[Lines of data]
## BEGIN

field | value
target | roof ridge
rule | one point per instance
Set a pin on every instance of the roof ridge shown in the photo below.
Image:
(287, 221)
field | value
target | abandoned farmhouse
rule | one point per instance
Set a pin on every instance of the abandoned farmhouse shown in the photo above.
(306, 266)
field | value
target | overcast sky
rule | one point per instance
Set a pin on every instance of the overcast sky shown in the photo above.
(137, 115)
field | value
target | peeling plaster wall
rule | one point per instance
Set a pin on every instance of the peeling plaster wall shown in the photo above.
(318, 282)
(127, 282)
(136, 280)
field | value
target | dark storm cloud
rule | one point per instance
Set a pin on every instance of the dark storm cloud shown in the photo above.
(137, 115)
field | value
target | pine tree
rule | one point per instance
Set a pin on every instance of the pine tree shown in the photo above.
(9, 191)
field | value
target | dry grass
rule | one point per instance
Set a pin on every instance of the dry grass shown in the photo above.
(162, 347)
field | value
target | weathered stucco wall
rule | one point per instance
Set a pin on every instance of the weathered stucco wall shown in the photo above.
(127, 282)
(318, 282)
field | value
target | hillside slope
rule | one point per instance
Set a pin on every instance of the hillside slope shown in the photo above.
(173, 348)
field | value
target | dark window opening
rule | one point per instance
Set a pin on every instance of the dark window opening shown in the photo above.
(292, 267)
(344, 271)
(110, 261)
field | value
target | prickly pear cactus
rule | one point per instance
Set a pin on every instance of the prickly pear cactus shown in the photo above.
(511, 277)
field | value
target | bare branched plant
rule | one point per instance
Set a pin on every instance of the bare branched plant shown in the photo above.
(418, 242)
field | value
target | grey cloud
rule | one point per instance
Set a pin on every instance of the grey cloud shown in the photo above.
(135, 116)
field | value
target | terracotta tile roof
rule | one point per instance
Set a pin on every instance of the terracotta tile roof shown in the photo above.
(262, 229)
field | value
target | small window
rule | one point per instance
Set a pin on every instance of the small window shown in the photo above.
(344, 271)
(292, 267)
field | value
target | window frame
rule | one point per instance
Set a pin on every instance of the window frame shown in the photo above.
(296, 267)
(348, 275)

## END

STATED TASK. Write out the records above again, keeping each one identical to the original.

ANSWER TO THIS PROBLEM.
field | value
target | roof ridge
rule | one point per instance
Set a pin on every instance of the roof ridge shown in the photo below.
Image:
(287, 221)
field | value
target | abandoned farmhouse
rule | one point per instance
Set a pin on every instance of the abandoned farmhouse shown in the photo above.
(306, 266)
field | value
target | overcast sky
rule | one point per instance
Set a pin on every instance of the overcast sky shown in the photo above.
(137, 115)
field | value
target | peeling plaster wall
rule | one point per instance
Set a pin on every instance of the peeling plaster wall shown in the photo above.
(318, 282)
(127, 282)
(136, 280)
field | value
target | dark storm cloud
rule | one point per instance
Set a pin on every instance of the dark storm cloud shown in the photo above.
(137, 115)
field | value
target | pine tree
rule | one point per instance
Set a pin on every instance of the pine tree shown in the photo above.
(9, 191)
field | value
target | dry grass
rule | one point per instance
Set a pin on every instance of the dry grass shown in the photo above.
(162, 347)
field | value
target | weathered stucco wall
rule | one point per instance
Set a pin on every instance of the weathered stucco wall shown in the photo above.
(127, 282)
(318, 282)
field | value
target | hillside slope
rule | one point per instance
Set a pin on every instance of the hillside slope shown in the photo above.
(173, 348)
field | value
target | dark window opening
rule | one point per instance
Set a pin on every instance of the dark window opening shown in the photo above.
(292, 267)
(344, 271)
(110, 261)
field | value
target | prickly pear cactus
rule | one point per instance
Set a pin on every instance of the prickly pear cactus shown in the photo above.
(511, 277)
field | value
target | bare branched plant
rule | one point per instance
Set a pin on every instance of the bare branched plant shown in the photo above.
(418, 242)
field | value
target | grey cloud
rule | one point per instance
Set a pin on every instance of the grey cloud shown in the photo above.
(135, 116)
field | value
target | terracotta tile roof
rule | one point per instance
Set a pin on every instance of the terracotta tile roof shown in the photo above.
(262, 229)
field | value
target | small window
rule | one point per instance
Set a pin on every instance of the small window shown in the photo above.
(344, 271)
(292, 267)
field | value
target | window frame
rule | one point per instance
Set a pin on every instance of the window frame shown in the photo above.
(296, 267)
(348, 275)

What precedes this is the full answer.